> [WRITTEN PROBLEM]:
Show each line from the rows below that contains the word "engine", copied in full.
+++ RECORDS FOR THE TASK
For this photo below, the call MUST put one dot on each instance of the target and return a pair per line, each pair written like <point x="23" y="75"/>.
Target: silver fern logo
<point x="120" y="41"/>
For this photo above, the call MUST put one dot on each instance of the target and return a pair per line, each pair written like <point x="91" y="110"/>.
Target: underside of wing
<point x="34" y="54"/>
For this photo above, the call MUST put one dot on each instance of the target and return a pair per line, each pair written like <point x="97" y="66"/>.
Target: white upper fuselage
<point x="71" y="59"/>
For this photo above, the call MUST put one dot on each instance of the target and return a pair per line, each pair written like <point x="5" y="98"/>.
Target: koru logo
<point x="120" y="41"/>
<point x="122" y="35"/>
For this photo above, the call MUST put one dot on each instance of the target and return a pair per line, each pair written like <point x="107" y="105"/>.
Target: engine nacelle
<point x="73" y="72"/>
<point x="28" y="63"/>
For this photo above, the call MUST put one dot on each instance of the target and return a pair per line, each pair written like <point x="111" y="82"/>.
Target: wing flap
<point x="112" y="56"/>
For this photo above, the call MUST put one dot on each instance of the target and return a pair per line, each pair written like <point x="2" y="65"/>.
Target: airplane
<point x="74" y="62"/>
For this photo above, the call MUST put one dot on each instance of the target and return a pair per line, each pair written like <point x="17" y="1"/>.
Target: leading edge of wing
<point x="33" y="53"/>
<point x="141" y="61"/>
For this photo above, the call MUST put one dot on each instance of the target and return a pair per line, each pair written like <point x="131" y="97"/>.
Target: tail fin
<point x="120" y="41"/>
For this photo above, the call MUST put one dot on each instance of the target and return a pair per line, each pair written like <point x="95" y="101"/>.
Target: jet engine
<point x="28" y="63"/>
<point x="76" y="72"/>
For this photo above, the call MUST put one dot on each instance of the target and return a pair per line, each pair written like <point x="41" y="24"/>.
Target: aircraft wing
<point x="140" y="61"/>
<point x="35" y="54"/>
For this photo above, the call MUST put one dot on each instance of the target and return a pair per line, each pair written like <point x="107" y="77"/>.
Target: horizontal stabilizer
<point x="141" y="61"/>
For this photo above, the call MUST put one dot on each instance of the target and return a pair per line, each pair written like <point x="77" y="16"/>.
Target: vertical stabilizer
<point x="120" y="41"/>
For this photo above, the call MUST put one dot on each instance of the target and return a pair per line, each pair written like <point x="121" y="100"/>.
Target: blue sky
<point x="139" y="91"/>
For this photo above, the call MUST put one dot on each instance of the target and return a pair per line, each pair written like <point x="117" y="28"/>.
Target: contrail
++++++
+++ RECORDS FOR THE TASK
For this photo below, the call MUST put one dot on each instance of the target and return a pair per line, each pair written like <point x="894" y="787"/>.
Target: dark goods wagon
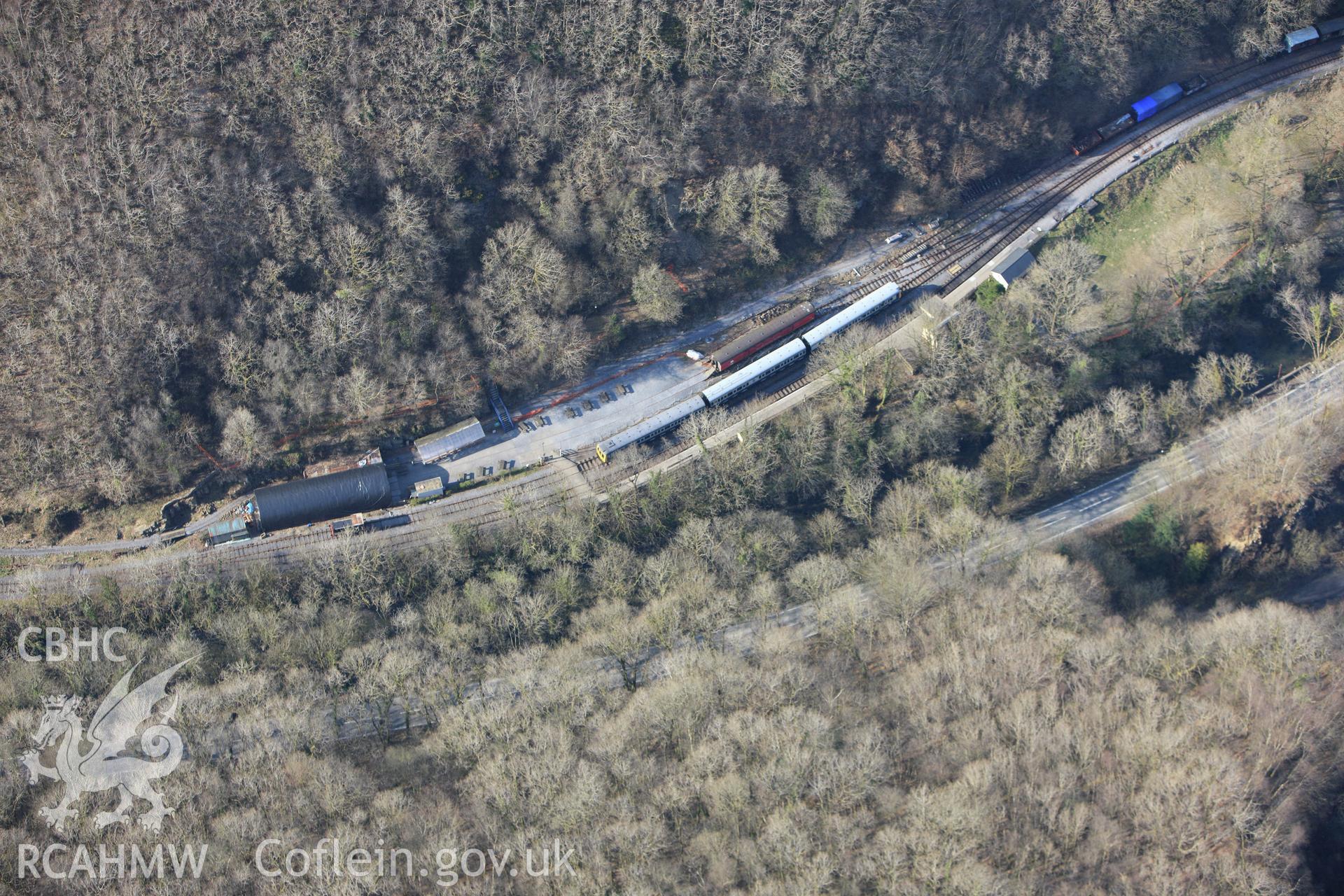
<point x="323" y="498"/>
++++++
> [ANSWER TO THIS PROBLEM]:
Target: engine nacelle
Target: jet engine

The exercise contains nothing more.